THE PROBLEM: Give the entries again, word for word.

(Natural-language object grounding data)
☆ ☆ ☆ ☆
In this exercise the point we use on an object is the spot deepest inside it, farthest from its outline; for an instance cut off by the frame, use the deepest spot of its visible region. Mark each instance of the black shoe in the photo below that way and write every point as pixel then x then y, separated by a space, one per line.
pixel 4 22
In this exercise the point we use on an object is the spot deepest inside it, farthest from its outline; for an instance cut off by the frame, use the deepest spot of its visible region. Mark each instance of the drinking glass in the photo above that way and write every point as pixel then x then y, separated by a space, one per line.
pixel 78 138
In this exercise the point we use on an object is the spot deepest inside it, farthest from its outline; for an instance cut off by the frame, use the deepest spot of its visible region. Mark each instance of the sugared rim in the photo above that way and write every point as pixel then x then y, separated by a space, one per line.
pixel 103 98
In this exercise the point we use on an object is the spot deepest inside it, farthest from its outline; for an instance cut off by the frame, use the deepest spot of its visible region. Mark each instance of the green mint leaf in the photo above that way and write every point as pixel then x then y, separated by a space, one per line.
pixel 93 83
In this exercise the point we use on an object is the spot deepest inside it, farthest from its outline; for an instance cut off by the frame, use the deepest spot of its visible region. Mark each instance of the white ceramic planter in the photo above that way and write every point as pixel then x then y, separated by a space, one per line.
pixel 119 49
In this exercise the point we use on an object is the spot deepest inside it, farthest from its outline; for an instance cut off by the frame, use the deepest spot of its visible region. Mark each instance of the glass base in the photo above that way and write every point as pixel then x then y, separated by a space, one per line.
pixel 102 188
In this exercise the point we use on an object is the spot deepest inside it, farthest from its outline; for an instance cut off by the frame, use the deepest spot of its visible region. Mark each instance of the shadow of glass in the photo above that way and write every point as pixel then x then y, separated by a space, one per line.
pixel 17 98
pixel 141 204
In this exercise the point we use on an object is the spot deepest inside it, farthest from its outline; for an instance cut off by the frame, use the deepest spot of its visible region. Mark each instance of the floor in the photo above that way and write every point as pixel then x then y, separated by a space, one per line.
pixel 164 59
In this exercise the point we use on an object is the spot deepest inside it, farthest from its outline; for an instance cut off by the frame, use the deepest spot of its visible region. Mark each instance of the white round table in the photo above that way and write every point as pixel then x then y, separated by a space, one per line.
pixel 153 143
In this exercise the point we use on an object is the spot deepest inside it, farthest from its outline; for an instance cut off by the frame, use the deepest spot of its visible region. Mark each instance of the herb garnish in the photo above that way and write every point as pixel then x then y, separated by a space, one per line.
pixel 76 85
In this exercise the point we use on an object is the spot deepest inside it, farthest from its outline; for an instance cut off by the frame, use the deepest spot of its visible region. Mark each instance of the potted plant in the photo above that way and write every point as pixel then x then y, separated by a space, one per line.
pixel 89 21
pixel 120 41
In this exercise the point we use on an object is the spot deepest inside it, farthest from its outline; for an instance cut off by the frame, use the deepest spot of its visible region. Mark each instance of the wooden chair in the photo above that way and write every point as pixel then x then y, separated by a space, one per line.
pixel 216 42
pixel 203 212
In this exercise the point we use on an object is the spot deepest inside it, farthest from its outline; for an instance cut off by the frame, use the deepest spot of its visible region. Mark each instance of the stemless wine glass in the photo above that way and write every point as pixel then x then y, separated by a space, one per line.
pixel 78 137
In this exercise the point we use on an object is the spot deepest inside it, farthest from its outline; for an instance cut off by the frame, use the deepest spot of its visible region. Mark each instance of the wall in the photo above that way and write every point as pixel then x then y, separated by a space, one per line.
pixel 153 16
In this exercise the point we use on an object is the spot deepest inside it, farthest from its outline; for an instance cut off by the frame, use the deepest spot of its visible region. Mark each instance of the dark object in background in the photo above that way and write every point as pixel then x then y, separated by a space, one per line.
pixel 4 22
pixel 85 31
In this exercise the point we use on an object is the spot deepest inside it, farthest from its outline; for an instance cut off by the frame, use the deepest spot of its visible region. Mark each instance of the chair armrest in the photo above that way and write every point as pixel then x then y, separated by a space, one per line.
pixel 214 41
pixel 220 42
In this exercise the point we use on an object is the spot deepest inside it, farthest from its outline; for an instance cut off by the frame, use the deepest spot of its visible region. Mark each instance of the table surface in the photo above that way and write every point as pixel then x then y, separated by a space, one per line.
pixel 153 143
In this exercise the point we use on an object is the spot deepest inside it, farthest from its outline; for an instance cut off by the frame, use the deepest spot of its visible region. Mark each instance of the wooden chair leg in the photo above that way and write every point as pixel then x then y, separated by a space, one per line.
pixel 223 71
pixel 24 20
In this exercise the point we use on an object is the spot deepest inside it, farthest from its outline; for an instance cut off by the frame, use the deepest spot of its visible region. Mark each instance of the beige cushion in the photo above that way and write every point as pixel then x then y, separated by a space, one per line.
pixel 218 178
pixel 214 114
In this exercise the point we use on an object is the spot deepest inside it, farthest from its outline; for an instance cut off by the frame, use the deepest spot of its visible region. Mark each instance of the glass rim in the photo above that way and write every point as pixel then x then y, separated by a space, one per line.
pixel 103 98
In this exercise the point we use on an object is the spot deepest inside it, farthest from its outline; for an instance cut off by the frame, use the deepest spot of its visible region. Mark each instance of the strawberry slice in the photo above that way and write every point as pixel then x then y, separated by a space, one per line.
☆ ☆ ☆ ☆
WRITTEN ANSWER:
In this exercise the point we use on an object is the spot deepest inside it, farthest from its outline; for an instance cut off by the frame, use the deepest spot of its visible region. Mark each instance of the black shoe in the photo below that way and write every point as pixel then x then y, separated by a space, one per line.
pixel 4 22
In this exercise the point we use on an object is the spot deepest inside it, farthest from its outline; for an instance cut off by the frame, use the deepest spot of its visible region. Mark each instance of the drinking glass in the photo above that way and write every point as pixel then x then y, separated by a space, one per line.
pixel 78 138
In this exercise the point we use on an object is the spot deepest inside it, farthest from its outline; for an instance cut off by the frame, use the deepest spot of its visible region. Mark each instance of the sugared rim in the photo above that way and write every point as pixel then x then y, separated by a space, one per line.
pixel 103 98
In this exercise the point we use on an object is the spot deepest inside it, farthest from its outline; for an instance cut off by the frame, use the deepest spot of its visible region. Mark each instance of the green mint leaf in the photo above that way and write every point as pixel then x then y, separated by a space, one per line.
pixel 93 83
In this exercise the point we use on an object is the spot deepest inside it, farthest from its outline; for an instance cut off by the frame, use the deepest spot of its visible region. Mark each instance of the white ceramic planter in the photo above that way and write every point as pixel then x then y, separated by a space, one per line.
pixel 119 49
In this exercise the point we use on an object is the spot deepest inside it, farthest from its outline; for an instance cut off by the frame, use the deepest spot of its visible region. Mark each instance of the glass base in the photo above that way and write every point as pixel then x then y, separated by a space, one per line.
pixel 102 188
In this exercise the point we use on an object is the spot deepest inside it, farthest from its outline; for an instance cut off by the frame, use the deepest spot of its visible region. Mark each instance of the shadow of glass in the photo above that way and write every point as pixel then x then y, separated by a space, one per line.
pixel 17 98
pixel 141 204
In this exercise the point we use on an object is the spot deepest inside it, farthest from its outline; for an instance cut off by the frame, use the deepest spot of its visible region. Mark each instance of the floor in the photo above that way and write every point as pixel then x then y, separated by a space, one per line.
pixel 164 59
In this exercise the point we use on an object is the spot deepest inside it, farthest from its outline; for an instance cut off by the frame, use the deepest spot of its visible region. Mark each instance of the white round table in the photo above that way and write every point as pixel then x then y, separated by a space, one per line.
pixel 153 143
In this exercise the point we use on an object is the spot deepest inside it, farthest from its outline; for an instance cut off by the frame, use the deepest spot of its visible region. Mark each instance of the herb garnish in the photo above that way and write every point as pixel then x then y, separated by a space, one per line.
pixel 76 85
In this exercise the point we use on an object is the spot deepest inside it, farthest from its outline; for an instance cut off by the frame, use the deepest spot of its visible region. Mark each instance of the potted plant in the photo above that way and write every point as pixel then x then y, separated by a space, one per line.
pixel 89 21
pixel 120 41
In this exercise the point we use on an object is the spot deepest inside it, farthest from its outline; for an instance cut off by the frame, use the deepest spot of its visible region. Mark each instance of the wooden chair in the photo above that way and write every point as pixel then x then y, separated by a space, one per line.
pixel 216 42
pixel 203 212
In this exercise the point we use on an object is the spot deepest inside it, farthest from its outline; for an instance cut off by the frame, use the deepest spot of its visible region. Mark each instance of the stemless wine glass in the photo above that way and write every point as pixel then x then y, separated by a space, one per line.
pixel 78 137
In this exercise the point we use on an object is the spot deepest inside it, farthest from its outline; for an instance cut off by the frame, use the deepest spot of its visible region. Mark each instance of the wall in the photo above that way and write every point as pixel then x then y, separated by a space, one per line.
pixel 153 16
In this exercise the point we use on an object is the spot deepest inside it, farthest from its outline; for an instance cut off by the frame, use the deepest spot of its visible region. Mark each instance of the dark object in background in the photo above that way and write every point as pixel then x then y, separated by a space, one per line.
pixel 4 22
pixel 85 31
In this exercise the point we use on an object is the spot deepest inside it, farthest from its outline; for an instance cut off by the frame, use the deepest spot of its visible region. Mark each instance of the chair armrest in the photo above that way and write every point as pixel then x then y, separated by a space, one per line.
pixel 214 41
pixel 220 42
In this exercise the point we use on an object is the spot deepest inside it, farthest from its outline; for an instance cut off by the frame, use the deepest spot of its visible region. Mark each instance of the table surface in the photo above that way and write every point as pixel then x then y, separated by a space, one per line.
pixel 153 143
In this exercise the point we use on an object is the spot deepest inside it, farthest from its outline; for an instance cut off by the frame, use the deepest spot of its visible region. Mark each instance of the wooden chair leg in the photo above that way and write every point as pixel then x then y, separated by a space, one per line.
pixel 223 71
pixel 24 20
In this exercise the point we use on an object is the spot deepest inside it, farthest from its outline; for an instance cut off by the frame, use the deepest spot of its visible region. Mark each instance of the beige cushion in the photo above that way and write every point as pixel then x then y, separated by a space, one per line.
pixel 218 178
pixel 214 114
In this exercise the point we use on an object is the spot deepest inside it, farthest from its outline; for an instance cut off by the frame, use the deepest spot of its visible region. Mark each instance of the glass rim in the photo above that way and write every point as pixel then x then y, separated by a space, one per line.
pixel 103 98
In this exercise the point we use on an object is the spot deepest inside it, farthest from its outline; for an instance cut off by the frame, use the deepest spot of its visible region. Mark each instance of the strawberry slice in the photo above that way and write every point as pixel then x then y, separated by a space, one per line.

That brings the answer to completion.